→ **Stated goal**:
Reproduce every line of the records below verbatim. Leave the pictures out.
Begin Extracted entries
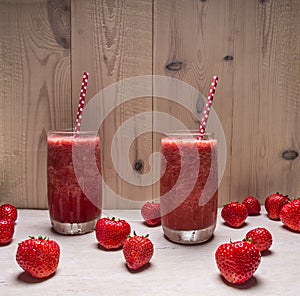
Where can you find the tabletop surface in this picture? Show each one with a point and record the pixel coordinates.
(86, 269)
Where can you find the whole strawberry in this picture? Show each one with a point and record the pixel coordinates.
(290, 215)
(38, 256)
(261, 238)
(7, 229)
(112, 233)
(237, 261)
(151, 213)
(8, 211)
(234, 214)
(274, 203)
(252, 204)
(138, 251)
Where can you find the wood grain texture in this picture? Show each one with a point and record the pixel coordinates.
(190, 32)
(34, 92)
(113, 41)
(252, 45)
(266, 98)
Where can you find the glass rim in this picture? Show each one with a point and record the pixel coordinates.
(72, 131)
(189, 133)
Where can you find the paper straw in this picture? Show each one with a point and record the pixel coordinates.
(81, 102)
(210, 98)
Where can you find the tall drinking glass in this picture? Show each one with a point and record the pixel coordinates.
(74, 181)
(189, 187)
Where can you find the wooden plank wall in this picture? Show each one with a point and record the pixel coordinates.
(253, 45)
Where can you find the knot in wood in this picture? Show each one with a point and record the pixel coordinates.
(175, 66)
(138, 166)
(290, 154)
(228, 58)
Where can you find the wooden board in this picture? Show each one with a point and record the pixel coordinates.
(252, 45)
(113, 41)
(34, 94)
(190, 33)
(266, 98)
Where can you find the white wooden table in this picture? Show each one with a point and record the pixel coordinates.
(85, 269)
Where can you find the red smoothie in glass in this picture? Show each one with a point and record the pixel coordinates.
(70, 202)
(189, 186)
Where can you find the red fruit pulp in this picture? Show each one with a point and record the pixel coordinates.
(67, 201)
(192, 202)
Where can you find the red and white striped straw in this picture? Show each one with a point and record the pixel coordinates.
(210, 98)
(81, 102)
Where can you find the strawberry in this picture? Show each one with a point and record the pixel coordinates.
(151, 213)
(38, 256)
(252, 204)
(137, 250)
(8, 211)
(112, 233)
(7, 229)
(234, 214)
(274, 203)
(290, 215)
(237, 261)
(260, 237)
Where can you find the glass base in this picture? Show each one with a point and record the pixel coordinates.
(73, 228)
(189, 237)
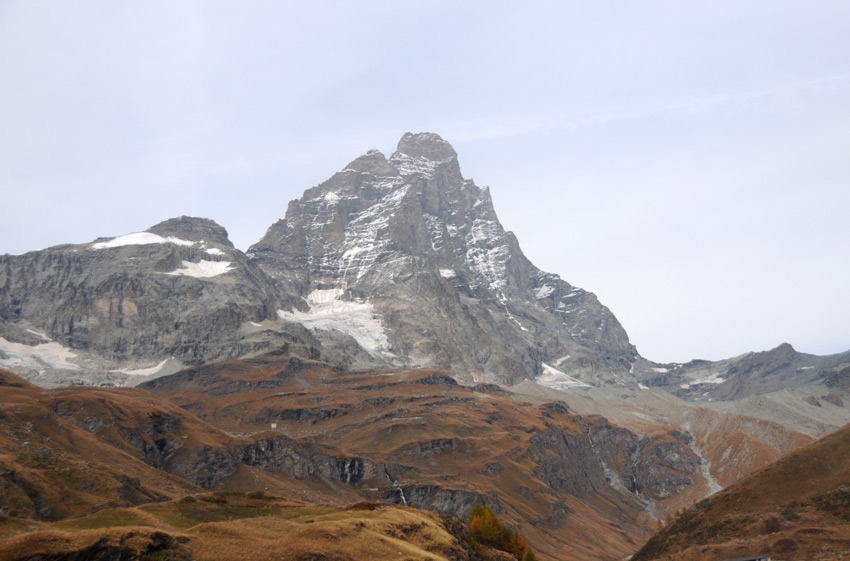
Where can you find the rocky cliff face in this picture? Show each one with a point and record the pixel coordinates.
(410, 259)
(96, 312)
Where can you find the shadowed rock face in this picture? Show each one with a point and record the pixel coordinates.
(447, 286)
(178, 290)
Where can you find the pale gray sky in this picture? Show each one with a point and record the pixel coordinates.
(689, 162)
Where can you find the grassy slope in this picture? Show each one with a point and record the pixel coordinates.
(240, 528)
(797, 508)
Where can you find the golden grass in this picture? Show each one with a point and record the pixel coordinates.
(251, 531)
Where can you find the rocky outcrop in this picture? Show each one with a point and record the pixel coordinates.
(439, 499)
(600, 457)
(179, 290)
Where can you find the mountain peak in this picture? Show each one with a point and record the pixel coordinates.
(373, 162)
(426, 145)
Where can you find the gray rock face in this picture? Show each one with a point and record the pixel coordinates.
(603, 457)
(419, 253)
(179, 290)
(744, 376)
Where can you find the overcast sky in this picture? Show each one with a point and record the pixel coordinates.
(689, 162)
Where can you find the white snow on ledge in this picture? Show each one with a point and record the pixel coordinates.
(203, 269)
(140, 238)
(711, 379)
(329, 313)
(152, 369)
(39, 357)
(557, 380)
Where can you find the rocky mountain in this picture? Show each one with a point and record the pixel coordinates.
(116, 311)
(392, 262)
(410, 259)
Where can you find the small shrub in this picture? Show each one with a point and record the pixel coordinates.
(789, 514)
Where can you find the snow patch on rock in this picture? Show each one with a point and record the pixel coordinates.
(140, 238)
(203, 269)
(167, 366)
(329, 312)
(557, 380)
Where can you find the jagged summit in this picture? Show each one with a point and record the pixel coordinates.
(425, 145)
(421, 254)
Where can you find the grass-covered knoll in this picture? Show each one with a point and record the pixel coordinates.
(797, 508)
(235, 526)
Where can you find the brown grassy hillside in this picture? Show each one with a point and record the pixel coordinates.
(236, 527)
(796, 508)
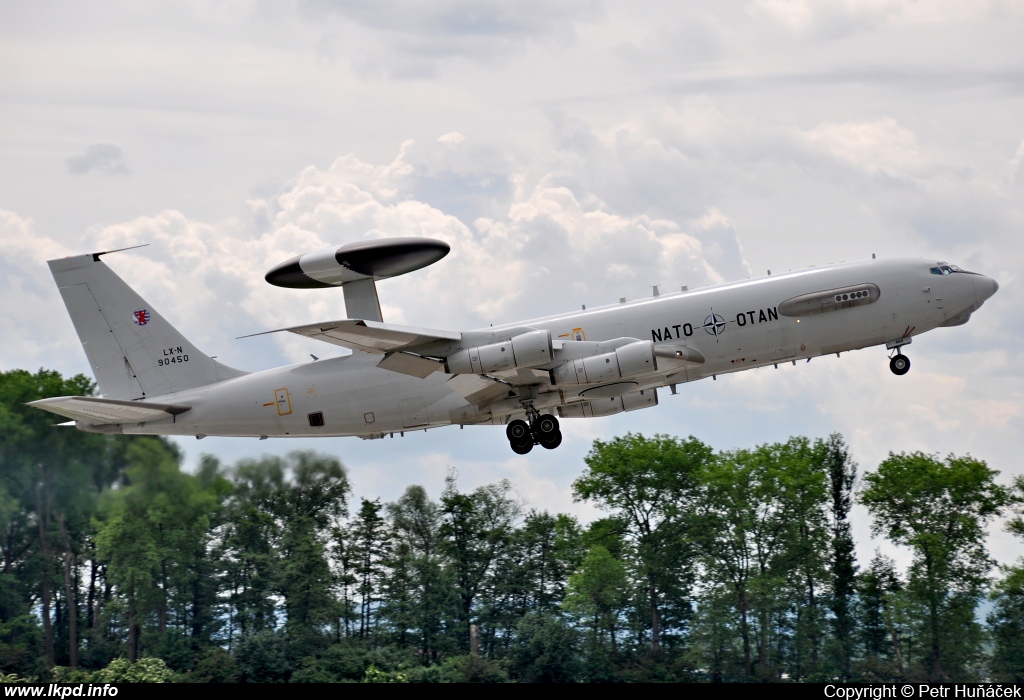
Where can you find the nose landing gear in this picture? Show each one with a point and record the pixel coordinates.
(899, 363)
(542, 430)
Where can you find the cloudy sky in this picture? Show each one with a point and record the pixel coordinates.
(570, 151)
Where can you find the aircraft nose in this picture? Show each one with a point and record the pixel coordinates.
(985, 288)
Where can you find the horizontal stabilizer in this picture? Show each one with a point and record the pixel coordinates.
(95, 410)
(367, 336)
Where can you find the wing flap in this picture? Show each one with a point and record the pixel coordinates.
(477, 389)
(96, 410)
(367, 336)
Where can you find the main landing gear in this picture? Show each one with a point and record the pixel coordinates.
(899, 363)
(542, 430)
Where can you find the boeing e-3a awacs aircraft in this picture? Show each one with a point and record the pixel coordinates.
(524, 376)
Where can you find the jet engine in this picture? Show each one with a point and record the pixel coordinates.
(525, 350)
(629, 360)
(606, 406)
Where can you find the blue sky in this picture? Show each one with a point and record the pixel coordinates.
(571, 152)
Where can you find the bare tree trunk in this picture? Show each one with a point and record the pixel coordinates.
(745, 632)
(895, 639)
(70, 596)
(90, 620)
(45, 550)
(655, 622)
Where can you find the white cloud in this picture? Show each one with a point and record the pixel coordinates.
(881, 145)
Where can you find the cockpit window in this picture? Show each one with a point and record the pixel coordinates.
(945, 268)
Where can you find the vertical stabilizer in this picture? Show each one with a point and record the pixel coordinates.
(134, 352)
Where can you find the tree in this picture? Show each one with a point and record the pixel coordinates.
(545, 650)
(1007, 618)
(153, 535)
(367, 537)
(939, 509)
(475, 531)
(842, 475)
(597, 593)
(651, 485)
(419, 599)
(765, 536)
(50, 480)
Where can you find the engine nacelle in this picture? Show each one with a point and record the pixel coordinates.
(525, 350)
(644, 398)
(629, 360)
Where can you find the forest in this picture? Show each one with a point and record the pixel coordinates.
(706, 566)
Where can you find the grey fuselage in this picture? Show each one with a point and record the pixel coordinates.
(735, 326)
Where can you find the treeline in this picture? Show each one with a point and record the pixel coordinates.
(709, 565)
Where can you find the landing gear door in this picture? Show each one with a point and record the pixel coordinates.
(284, 402)
(780, 343)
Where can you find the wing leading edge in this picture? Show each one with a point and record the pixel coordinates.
(368, 336)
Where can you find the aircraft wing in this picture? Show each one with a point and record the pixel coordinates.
(368, 336)
(96, 410)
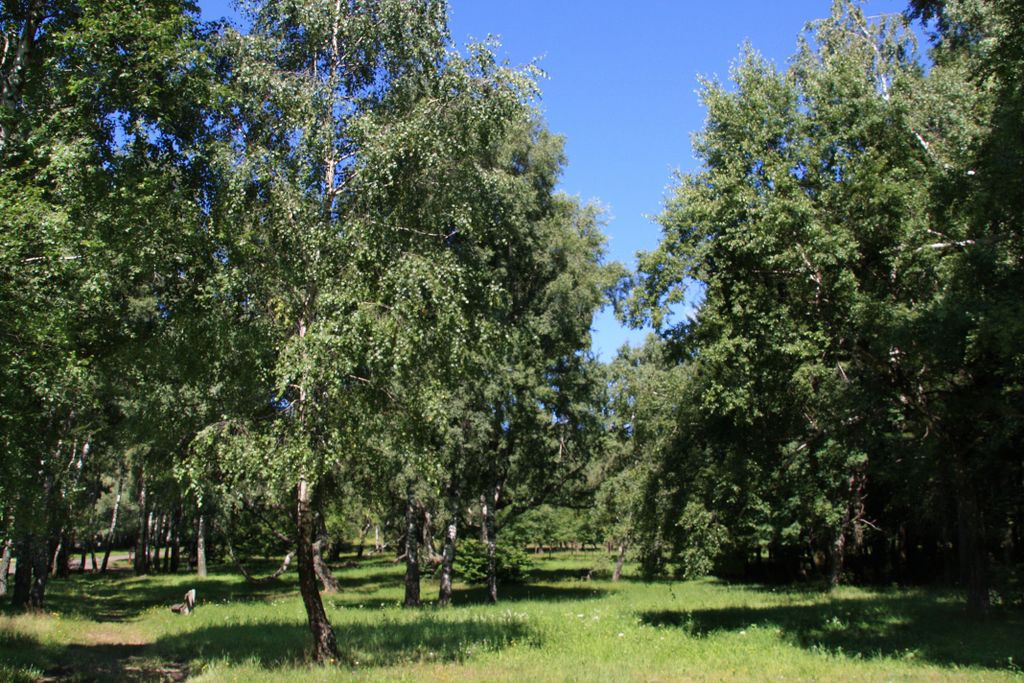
End Extracted entries
→ **In response**:
Where can you find the tabletop surface in this picture? Show each one with a point and record the pixel coordinates.
(86, 269)
Where can you find the whole strawberry in this picture? Show each one with a point and record the pixel coordinates.
(290, 215)
(38, 256)
(261, 238)
(7, 229)
(112, 233)
(237, 261)
(151, 213)
(8, 211)
(234, 214)
(274, 203)
(252, 204)
(138, 251)
Where can you find the wood grain texture in this picture? Show each one with a point and record the pixel coordinates.
(190, 32)
(34, 92)
(113, 41)
(252, 45)
(266, 98)
Where can you find the glass rim in this picture? Show each one with a point and record the pixel coordinates.
(72, 131)
(189, 133)
Where can you find the paper straw in this picture? Show each one with a point and record the pixel coordinates.
(81, 102)
(210, 98)
Where can you find the tall drinking glass in this picture? Show each one with a point and record the pixel coordinates.
(74, 181)
(189, 187)
Where can you find the wooden plank wall in this picture? Show each one with a point and record the pixel coordinates.
(253, 45)
Where can you find the knot in wood in this picture? Show each one with a point and record the pixel coordinates.
(175, 66)
(138, 166)
(290, 154)
(228, 58)
Where can you find the wooden board in this picture? Show each one with a point and record the pixel coordinates.
(252, 45)
(113, 41)
(34, 94)
(190, 33)
(266, 98)
Where can you find the white wooden table in this picture? Show each one with a point and record the pixel coordinates.
(85, 269)
Where can you find the red smoothie in glass in this picture? Show each one with a point and record the pixel coordinates.
(70, 202)
(189, 186)
Where can you find the red fruit pulp in this picture? Show each one with a point and record the pixel coordinates.
(67, 201)
(192, 202)
Where can you find the red and white striped straw in this picture? Show each one with a point and record the pixel coordinates.
(210, 98)
(81, 102)
Where can you find the strawberry in this picture? Show each one with a point and record the pixel coordinates.
(151, 213)
(38, 256)
(252, 204)
(137, 250)
(8, 211)
(112, 233)
(7, 229)
(234, 214)
(274, 203)
(290, 215)
(237, 261)
(260, 237)
Where can you find the glass base in this picture? Show each one with a point and record the pixel coordinates.
(73, 228)
(189, 237)
Where can you find the rocky cliff face in this picture? Show each one with a point and record the pixel coordinates.
(410, 259)
(96, 312)
Where can you find the shadowed rock face in this picture? Show each one with a point and record the pixel coordinates.
(447, 286)
(178, 290)
Where can you find the pale gray sky in this picture? Show each one with a point and record the pixel coordinates.
(689, 162)
Where can you find the grassy slope in this picture? Show each one with a point and record the pixel coordinates.
(240, 528)
(797, 508)
Where can you find the golden grass in this picture? Show each one with a point and record the pixel coordinates.
(251, 531)
Where can you find the rocky outcrop in this picture? Show each one with a point and record the pixel coordinates.
(439, 499)
(600, 457)
(179, 290)
Where can you find the mountain peak in this picture? Show each one with a point and record the pixel coordinates.
(373, 162)
(426, 145)
Where can you find the gray rock face in this picture? Show each one with a point and record the pixel coordinates.
(603, 457)
(419, 253)
(179, 290)
(744, 376)
Where can you find the overcast sky in this picture? Show each one with a point and record the pixel coordinates.
(689, 162)
Where can you find the white snow on ledge in this picture? Show each one with a point and record the pixel coordinates.
(203, 269)
(140, 238)
(711, 379)
(329, 313)
(152, 369)
(39, 357)
(557, 380)
Where can you find the rocky mountain in this picture? Show each one with a point and record the pixel coordinates.
(116, 311)
(392, 262)
(410, 259)
Where can you find the small shrub in this picture? Show each one with a point and record the pixel coordinates.
(789, 514)
Where can you find the snow patch on rock in this picture? Show each one with a point and record the pixel coordinates.
(140, 238)
(203, 269)
(167, 366)
(329, 312)
(557, 380)
Where can you find the jagged summit in this picture? Show each one with a point and record the pixel coordinates.
(425, 145)
(421, 254)
Where can you find the grass-covered knoll in this picture? Show each one with a point and record the pixel coordinates.
(797, 508)
(235, 526)
Where can you find the brown grassy hillside in this picture? Show each one with a point and record the pixel coordinates.
(236, 527)
(796, 508)
Where can you find the nose landing gear in this picture? Show each one with a point and record the pixel coordinates.
(899, 363)
(542, 430)
Where can you find the cloudy sky in this picture? Show each one with a point and record the pixel coordinates.
(570, 151)
Where can you find the aircraft nose in this picture? Show each one with a point and record the pixel coordinates.
(985, 288)
Where can you find the horizontal stabilizer in this picture? Show each one with a point and record the pixel coordinates.
(95, 410)
(367, 336)
Where can you find the wing flap in this picture? Show each one with a point and record the pixel coordinates.
(477, 389)
(96, 410)
(367, 336)
Where can you find the main landing gear in this picture? Show each one with a point and record the pixel coordinates.
(899, 363)
(542, 430)
Where can you find the boeing e-3a awacs aircraft in this picture? Show each one with a point and record the pixel coordinates.
(524, 376)
Where can you find the jet engine in this picture? Show each one with a point and record the pixel coordinates.
(525, 350)
(629, 360)
(606, 406)
Where can you find the blue sky in this picture? Show each one with a point and record the pixel coordinates.
(571, 152)
Where can you find the bare tree trunk in this picture? Show each one with a point and record the pixel coordinates.
(745, 632)
(895, 639)
(70, 596)
(90, 620)
(45, 550)
(655, 622)
Where can you find the white cloud in this picture? Show each one with a point and record the pixel coordinates.
(881, 145)
Where can you find the cockpit window in this picture? Show each one with a point and record the pixel coordinates.
(945, 268)
Where can you find the vertical stabilizer in this picture? Show each one with a point and record the pixel coordinates.
(134, 352)
Where can you find the tree in this picture? Show each one with a point and record the pixel coordinates.
(545, 650)
(1007, 618)
(153, 535)
(367, 537)
(939, 509)
(475, 531)
(842, 475)
(597, 593)
(651, 485)
(419, 599)
(765, 536)
(50, 480)
Where can you find the engine nacelle in this picture? Show each one with a point and record the pixel coordinates.
(525, 350)
(644, 398)
(629, 360)
Where can you find the forest in this picture? Show each one with a point and record the pixel coordinates.
(706, 566)
Where can you find the grey fuselage in this picture? Show each one with a point and record the pixel coordinates.
(735, 326)
Where can you find the treeline in this picture? Show each one with a point and record the pixel coordinates.
(709, 565)
Where can you find the landing gear door in this picture? Show each one with a point and record the pixel coordinates.
(284, 402)
(780, 343)
Where can you find the wing leading edge in this picture? Show each one with a point and record the pixel coordinates.
(368, 336)
Where can you find the aircraft wing in this picture? Show each one with a point and record the pixel coordinates.
(368, 336)
(96, 410)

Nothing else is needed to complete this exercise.